§ **Records excerpted from a collection**:

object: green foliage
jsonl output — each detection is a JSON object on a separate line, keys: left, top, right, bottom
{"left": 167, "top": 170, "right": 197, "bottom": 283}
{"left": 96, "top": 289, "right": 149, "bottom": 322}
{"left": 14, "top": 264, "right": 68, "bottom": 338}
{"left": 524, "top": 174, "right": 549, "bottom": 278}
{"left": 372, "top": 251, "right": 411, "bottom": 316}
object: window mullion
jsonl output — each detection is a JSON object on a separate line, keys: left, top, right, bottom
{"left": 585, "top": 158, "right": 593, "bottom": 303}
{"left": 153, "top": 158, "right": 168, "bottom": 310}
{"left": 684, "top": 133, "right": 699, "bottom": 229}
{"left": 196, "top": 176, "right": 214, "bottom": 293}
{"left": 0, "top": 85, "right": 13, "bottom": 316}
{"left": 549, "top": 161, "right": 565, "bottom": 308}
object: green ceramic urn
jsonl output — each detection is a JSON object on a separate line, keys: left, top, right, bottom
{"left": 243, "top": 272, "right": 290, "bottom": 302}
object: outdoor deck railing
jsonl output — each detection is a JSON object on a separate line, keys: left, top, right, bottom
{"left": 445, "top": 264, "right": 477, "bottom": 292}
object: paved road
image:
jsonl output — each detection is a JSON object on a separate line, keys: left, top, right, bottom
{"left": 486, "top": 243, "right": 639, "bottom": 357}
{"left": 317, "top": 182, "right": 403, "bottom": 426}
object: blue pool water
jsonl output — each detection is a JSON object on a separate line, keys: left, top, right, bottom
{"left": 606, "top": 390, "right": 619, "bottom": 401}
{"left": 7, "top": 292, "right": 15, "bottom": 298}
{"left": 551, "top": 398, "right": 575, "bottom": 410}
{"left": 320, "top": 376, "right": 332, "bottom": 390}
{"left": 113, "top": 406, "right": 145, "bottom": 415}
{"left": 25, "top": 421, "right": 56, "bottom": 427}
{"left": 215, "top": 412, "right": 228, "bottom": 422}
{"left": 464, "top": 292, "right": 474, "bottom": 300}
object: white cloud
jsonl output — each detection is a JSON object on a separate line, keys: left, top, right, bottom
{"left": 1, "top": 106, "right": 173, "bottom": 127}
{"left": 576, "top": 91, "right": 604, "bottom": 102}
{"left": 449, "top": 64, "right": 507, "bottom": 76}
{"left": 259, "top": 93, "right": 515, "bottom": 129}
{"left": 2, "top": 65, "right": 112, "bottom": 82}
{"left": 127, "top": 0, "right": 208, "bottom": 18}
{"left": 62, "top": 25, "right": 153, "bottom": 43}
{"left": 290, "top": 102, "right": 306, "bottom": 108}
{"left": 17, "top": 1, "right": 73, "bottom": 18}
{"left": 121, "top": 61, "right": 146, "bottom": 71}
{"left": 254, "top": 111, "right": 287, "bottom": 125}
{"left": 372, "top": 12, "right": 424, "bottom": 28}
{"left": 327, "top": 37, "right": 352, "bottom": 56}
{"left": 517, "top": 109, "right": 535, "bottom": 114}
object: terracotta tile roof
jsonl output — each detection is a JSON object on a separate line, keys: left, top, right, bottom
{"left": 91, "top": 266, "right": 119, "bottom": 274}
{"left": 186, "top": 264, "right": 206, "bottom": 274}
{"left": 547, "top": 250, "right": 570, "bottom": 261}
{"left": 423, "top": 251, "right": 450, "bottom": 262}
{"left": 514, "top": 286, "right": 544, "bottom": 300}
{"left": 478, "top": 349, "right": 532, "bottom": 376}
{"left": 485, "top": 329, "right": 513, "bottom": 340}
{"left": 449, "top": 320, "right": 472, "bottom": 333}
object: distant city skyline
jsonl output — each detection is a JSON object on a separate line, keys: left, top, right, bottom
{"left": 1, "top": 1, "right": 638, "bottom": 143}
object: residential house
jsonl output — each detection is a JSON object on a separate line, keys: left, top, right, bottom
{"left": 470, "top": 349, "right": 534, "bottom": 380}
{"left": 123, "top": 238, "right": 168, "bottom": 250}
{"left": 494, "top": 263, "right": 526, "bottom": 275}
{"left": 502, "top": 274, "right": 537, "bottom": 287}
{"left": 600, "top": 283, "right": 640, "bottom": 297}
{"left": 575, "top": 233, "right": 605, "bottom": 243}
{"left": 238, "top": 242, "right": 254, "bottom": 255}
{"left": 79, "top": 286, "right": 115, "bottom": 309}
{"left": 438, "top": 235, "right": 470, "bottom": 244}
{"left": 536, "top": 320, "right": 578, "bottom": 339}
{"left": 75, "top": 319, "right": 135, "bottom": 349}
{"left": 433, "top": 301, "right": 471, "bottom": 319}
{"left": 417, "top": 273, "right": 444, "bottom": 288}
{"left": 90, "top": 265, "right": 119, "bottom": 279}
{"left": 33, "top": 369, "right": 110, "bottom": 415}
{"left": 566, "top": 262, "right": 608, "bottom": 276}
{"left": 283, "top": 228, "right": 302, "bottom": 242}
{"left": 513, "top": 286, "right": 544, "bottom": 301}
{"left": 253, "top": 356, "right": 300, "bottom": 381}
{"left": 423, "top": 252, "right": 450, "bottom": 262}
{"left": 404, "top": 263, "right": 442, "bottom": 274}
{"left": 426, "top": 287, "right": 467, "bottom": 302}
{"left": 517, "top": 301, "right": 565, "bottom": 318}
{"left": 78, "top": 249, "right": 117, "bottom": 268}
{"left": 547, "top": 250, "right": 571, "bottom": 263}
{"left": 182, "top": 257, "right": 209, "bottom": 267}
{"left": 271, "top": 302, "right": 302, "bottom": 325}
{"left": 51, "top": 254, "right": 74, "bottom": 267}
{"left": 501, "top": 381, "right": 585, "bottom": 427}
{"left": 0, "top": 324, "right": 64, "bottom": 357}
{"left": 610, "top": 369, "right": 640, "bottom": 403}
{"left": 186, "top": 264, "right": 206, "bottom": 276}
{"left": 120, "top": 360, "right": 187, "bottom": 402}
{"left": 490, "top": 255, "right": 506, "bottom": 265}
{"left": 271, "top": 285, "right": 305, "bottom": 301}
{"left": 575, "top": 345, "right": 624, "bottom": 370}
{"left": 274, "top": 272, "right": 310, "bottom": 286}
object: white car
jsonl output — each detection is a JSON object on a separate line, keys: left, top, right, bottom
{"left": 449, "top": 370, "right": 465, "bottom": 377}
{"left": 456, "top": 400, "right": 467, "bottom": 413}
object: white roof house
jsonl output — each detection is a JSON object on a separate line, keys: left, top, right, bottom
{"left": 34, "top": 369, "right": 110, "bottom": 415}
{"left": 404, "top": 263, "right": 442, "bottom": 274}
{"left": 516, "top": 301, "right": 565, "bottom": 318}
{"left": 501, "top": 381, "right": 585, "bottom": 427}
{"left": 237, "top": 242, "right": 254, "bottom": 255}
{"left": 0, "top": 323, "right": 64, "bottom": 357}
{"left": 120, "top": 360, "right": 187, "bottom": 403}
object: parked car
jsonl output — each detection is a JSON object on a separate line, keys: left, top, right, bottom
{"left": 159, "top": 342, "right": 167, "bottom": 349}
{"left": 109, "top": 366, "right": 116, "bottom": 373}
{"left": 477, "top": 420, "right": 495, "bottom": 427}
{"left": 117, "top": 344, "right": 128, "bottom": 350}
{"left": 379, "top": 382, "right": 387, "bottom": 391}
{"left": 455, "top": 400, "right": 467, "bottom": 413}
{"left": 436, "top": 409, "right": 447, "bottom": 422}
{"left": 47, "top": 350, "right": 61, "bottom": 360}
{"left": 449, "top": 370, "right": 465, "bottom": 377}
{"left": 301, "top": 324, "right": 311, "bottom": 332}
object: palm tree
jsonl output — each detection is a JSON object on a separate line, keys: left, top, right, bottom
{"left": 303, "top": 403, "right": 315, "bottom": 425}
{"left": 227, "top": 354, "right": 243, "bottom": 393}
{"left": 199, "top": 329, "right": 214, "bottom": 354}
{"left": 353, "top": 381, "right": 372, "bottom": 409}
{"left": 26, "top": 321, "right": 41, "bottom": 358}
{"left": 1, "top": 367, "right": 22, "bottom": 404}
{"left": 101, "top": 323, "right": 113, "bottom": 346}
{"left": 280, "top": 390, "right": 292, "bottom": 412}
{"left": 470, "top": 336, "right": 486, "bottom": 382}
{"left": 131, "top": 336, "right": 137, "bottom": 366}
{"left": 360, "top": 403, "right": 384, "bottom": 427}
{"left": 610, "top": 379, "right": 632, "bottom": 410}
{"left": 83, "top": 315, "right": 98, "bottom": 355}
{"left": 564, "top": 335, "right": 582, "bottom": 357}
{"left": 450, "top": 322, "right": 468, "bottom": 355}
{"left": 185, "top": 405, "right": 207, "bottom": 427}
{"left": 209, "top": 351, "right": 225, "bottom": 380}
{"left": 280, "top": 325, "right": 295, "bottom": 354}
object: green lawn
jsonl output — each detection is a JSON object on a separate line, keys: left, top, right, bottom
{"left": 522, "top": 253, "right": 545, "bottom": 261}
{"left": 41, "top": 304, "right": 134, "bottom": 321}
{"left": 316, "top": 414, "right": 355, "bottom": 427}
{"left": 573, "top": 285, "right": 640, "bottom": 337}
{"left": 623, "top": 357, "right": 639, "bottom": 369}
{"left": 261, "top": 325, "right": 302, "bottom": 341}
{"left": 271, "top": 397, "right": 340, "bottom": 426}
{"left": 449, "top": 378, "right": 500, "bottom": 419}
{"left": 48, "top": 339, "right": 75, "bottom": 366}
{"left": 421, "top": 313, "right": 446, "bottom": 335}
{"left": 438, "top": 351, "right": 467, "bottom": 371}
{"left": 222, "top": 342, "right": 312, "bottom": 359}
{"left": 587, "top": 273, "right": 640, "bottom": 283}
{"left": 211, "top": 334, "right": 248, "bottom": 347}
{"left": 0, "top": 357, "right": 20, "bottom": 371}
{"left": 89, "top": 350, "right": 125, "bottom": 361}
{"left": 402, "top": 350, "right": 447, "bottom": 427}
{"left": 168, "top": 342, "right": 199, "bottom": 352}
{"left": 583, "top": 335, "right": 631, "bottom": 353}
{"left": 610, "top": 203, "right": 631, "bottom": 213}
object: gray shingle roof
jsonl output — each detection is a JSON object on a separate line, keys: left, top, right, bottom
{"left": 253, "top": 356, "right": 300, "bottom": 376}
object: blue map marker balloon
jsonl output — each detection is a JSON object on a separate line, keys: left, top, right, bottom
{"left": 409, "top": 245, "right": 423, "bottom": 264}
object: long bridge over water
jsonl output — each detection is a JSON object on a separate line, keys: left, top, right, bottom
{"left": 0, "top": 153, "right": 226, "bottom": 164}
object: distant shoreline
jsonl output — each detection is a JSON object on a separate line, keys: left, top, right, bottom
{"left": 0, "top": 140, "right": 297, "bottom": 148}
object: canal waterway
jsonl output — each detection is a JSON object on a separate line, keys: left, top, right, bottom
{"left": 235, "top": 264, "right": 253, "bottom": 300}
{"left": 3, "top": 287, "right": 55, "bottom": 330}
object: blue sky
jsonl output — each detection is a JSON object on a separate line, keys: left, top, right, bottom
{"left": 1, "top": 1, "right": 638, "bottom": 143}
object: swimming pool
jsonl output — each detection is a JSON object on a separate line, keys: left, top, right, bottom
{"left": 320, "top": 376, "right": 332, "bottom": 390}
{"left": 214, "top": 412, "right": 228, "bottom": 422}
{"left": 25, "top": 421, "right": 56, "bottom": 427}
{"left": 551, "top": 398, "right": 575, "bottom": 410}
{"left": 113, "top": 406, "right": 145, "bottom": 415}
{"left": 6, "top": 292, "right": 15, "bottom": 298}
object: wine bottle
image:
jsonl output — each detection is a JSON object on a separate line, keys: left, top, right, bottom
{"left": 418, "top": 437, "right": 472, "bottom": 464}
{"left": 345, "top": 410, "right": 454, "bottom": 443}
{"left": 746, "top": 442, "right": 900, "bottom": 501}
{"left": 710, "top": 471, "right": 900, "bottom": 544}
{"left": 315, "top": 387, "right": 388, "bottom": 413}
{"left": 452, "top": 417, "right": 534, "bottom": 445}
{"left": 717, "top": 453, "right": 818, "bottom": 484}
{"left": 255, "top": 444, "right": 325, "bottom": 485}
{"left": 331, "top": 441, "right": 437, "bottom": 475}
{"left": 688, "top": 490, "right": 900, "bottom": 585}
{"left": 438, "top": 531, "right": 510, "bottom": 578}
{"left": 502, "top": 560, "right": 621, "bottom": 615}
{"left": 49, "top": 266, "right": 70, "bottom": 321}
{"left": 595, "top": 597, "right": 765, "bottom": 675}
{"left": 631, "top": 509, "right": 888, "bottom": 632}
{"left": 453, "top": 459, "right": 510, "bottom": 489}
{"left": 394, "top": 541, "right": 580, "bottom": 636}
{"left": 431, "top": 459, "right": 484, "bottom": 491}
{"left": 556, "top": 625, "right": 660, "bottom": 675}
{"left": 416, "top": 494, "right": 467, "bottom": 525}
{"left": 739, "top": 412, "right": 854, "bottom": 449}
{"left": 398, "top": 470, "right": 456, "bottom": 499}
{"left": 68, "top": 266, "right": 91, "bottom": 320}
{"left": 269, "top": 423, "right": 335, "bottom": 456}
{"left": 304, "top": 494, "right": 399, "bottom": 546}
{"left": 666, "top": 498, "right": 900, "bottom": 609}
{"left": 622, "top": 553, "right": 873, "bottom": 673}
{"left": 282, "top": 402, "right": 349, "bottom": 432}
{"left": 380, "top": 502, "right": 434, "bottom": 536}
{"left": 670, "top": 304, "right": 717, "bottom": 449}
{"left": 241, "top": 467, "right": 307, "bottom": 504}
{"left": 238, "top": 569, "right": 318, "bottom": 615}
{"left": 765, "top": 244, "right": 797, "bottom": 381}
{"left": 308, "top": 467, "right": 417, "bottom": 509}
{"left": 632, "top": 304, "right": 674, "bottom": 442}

§ **Task instructions**: One number only, please: the count of lines in the data that hold the word "white".

§ **Expected output**: 3